- [Document excerpt]:
☆ ☆ ☆ ☆ ☆
It's mostly a pacing thing. I knew there were going to be a lot of really quiet scenes in this story, with Wascylewski on his own and going about his business on the space station. I didn't want that all lumped into one long sequence at the end.
You have a very distinct art style, as does Alien, but you've done a great job of keeping them both intact. Was there anything that proved challenging — or surprisingly easy — about meshing the two together?
When I start a project like this (based on a heavily established property), I have a very distinct idea of how it should look, which is usually nothing at all like how I normally draw. I'll try to get that idea onto paper, but it almost always gets absorbed into my own style and I find a happy medium after a few pages. I also noticed this while working on Godzilla, and my style shifted after that wrapped. I like the idea that I'm ingesting all these things I love and am interested in coming out the other side a bit different.
The more Giger-centric stuff is a bit trickier to tackle. He was definitely his own artist, and that's a tough nut to crack into.
Your work is extraordinarily detailed. Do you work at a larger page size to accommodate that? How much of the work do you do digitally?
Nah, I tend to work on the standard-sized board. There's not too much to say about my process, just pens and paper. The only thing I do on the computer is coloring, abusing the gradient tool.
There is a ton of design work put into the space station and technology. How much did you look at the Alien films when designing it?
I look at a lot of Ron Cobb, even when I'm not working on an Alien book. His production designs on the first film are amazing, and there's a ton of inspiration from those, though I doubt any of my designs would work in real life like his do.
What makes Wascylewski a compelling protagonist to you?
He's actually based, to a small extent, on the actor Charles Bronson. I was reading some old article about him and he came across as a guy who just showed up on set and sat quietly in a corner until it was time to do his job. Very workmanlike. He said something like, "I became an actor because it sounded like the easiest way to make a lot of money," and I thought that would be the perfect type of person to be contracted to work long tours in a quiet end of space. I'm a sucker for a stoic protagonist anyway, and you don't get much more stoic than Charlie Bronson.
The first issue does a great job of quietly ratcheting up the horror and tension, and I can only assume there's much more terror to come. Without getting too spoilery, what are you most excited for readers to experience in upcoming issues?
I'm working on a pretty nasty scene right now that I'm pretty excited about. I've been back to it three or four times, thinking, "This needs to be juicier!" So, take that how you will!
☆ ☆ ☆ ☆ ☆
- [Data excerpt]:
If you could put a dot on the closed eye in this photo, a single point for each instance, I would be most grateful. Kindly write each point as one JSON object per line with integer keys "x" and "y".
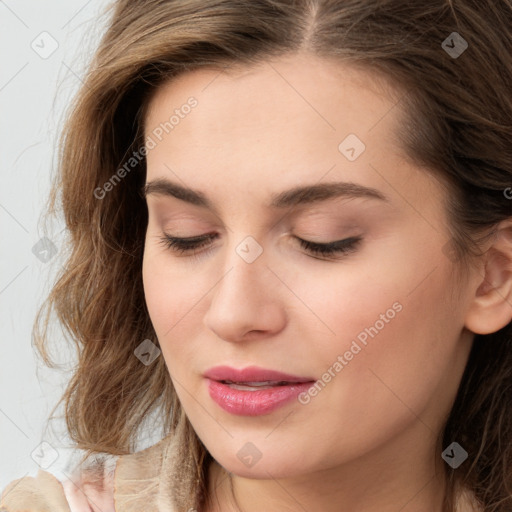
☆ ☆ ☆ ☆ ☆
Answer these from the interview about the Alien comic:
1. What is the only part of the work done on the computer?
2. Whose production designs on the first film does the artist look at?
3. Which actor is Wascylewski partly based on?

- [Response to the exercise]:
1. Coloring.
2. Ron Cobb's.
3. Charles Bronson.